UVA 534 - Frogger(kruskal扩展)

UVA 534 - Frogger

题目链接

题意:给定一些点,现在要求一条路径从第一个点能跳到第二个点,并且这个路径上的最大距离是最小的

思路:利用kruskal算法,每次加最小权值的边进去,判断一下能否联通两点,如果可以了,当前权值就是答案复杂度为O(n^2log(n))

但是其实这题用floyd搞搞O(n^3)也能过啦。。不过效率就没上面那个方法优了

代码:

#include <cstdio>
#include <cstring>
#include <cmath>
#include <algorithm>
using namespace std;

const int N = 205;

struct Point {
	int x, y;
	void read() {
		scanf("%d%d", &x, &y);
	}
} p[N];

double dis(Point a, Point b) {
	int dx = a.x - b.x;
	int dy = a.y - b.y;
	return sqrt(dx * dx + dy * dy);
}

struct Edge {
	int u, v;
	double d;
	Edge() {}
	Edge(int u, int v) {
		this->u = u;
		this->v = v;
		d = dis(p[u], p[v]);
	}
	bool operator < (const Edge& c) const {
		return d < c.d;
	}
} E[N * N];

int n, en, parent[N];

int find(int x) {
	return x == parent[x] ? x : parent[x] = find(parent[x]);
}

int main() {
	int cas = 0;
	while (~scanf("%d", &n) && n) {
		en = 0;
		for (int i = 0; i < n; i++) {
			parent[i] = i;
			p[i].read();
			for (int j = 0; j < i; j++)
· · ·
▸ **任务内容**
请把正文中的这句话译成英文:"题意:给定一些点,现在要求一条路径从第一个点能跳到第二个点,并且这个路径上的最大距离是最小的" 这些记录用不到。

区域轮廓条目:
· · ·
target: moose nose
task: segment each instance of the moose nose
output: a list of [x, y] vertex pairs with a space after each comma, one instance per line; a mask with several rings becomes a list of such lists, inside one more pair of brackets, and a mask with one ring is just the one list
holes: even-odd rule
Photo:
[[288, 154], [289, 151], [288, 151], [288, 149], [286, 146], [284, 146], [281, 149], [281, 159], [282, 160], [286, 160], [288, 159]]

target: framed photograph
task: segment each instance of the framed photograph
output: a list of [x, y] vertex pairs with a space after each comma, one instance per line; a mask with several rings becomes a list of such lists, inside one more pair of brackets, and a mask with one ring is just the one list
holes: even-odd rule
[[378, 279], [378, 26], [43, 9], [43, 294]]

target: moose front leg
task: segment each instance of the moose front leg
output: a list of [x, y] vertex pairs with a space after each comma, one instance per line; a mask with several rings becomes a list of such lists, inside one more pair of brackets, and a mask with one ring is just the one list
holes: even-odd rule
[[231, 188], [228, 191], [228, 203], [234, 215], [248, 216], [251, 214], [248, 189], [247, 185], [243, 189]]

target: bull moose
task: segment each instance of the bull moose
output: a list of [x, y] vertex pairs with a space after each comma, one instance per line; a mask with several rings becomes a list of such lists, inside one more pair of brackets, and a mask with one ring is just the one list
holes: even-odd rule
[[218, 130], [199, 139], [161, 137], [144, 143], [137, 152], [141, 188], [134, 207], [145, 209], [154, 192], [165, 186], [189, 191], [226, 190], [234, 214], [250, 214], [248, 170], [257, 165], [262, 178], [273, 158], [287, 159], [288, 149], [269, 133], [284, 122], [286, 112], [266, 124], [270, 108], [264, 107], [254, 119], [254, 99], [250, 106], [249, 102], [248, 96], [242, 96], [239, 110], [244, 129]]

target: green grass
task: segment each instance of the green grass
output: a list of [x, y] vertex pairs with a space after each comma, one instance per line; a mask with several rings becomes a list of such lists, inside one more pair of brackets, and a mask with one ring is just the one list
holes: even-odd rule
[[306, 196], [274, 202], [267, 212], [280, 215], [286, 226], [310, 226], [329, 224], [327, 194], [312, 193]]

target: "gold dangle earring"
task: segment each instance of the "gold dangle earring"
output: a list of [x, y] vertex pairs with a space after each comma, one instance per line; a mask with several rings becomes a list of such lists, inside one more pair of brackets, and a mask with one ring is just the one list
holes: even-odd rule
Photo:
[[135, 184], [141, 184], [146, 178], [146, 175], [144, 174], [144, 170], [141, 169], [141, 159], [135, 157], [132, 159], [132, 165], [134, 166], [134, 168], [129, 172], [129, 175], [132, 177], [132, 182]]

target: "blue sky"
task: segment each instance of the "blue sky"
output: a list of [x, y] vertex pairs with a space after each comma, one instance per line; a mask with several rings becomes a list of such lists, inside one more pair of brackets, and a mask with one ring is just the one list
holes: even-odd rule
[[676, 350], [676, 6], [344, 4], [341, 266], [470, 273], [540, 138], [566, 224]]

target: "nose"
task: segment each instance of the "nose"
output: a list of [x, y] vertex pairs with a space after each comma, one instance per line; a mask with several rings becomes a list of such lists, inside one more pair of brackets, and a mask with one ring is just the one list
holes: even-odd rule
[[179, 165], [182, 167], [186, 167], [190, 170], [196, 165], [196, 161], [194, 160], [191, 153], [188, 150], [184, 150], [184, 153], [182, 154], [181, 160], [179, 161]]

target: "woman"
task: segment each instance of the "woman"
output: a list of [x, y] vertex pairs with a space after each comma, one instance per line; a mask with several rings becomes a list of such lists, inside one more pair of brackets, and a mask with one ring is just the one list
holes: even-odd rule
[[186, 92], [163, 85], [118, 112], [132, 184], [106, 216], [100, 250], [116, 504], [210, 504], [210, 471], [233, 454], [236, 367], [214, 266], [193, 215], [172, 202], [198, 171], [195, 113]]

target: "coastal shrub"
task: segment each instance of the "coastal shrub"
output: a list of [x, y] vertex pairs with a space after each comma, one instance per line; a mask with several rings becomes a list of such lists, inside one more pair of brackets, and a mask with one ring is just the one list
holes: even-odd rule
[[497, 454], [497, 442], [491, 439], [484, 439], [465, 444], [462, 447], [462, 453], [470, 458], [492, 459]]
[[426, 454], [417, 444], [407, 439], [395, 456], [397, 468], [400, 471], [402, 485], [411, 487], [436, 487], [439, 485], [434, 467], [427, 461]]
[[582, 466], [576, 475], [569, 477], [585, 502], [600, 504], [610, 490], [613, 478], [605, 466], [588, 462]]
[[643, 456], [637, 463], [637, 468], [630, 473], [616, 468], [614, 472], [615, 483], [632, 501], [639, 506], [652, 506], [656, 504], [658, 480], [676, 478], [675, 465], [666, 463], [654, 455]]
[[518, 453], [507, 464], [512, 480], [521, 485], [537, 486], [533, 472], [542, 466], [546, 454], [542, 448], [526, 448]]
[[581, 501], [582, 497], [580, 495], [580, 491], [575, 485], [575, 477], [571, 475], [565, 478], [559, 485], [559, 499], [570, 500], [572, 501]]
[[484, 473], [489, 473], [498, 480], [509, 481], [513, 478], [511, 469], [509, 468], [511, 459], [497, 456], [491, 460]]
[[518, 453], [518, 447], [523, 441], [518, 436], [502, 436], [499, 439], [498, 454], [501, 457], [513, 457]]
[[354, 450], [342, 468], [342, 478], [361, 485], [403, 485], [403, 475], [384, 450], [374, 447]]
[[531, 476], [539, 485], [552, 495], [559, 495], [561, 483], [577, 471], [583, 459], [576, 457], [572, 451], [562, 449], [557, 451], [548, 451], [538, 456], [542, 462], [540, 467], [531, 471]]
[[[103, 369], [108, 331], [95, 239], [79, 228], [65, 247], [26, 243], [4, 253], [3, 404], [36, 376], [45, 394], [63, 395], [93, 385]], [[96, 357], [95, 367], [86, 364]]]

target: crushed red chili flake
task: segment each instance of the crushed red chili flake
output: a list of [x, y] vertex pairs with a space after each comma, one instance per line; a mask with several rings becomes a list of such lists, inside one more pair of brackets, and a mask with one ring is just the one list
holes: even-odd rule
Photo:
· · ·
▸ **参考解答**
Problem: Given some points, find a path by which one can jump from the first point to the second point, such that the maximum distance along this path is the smallest.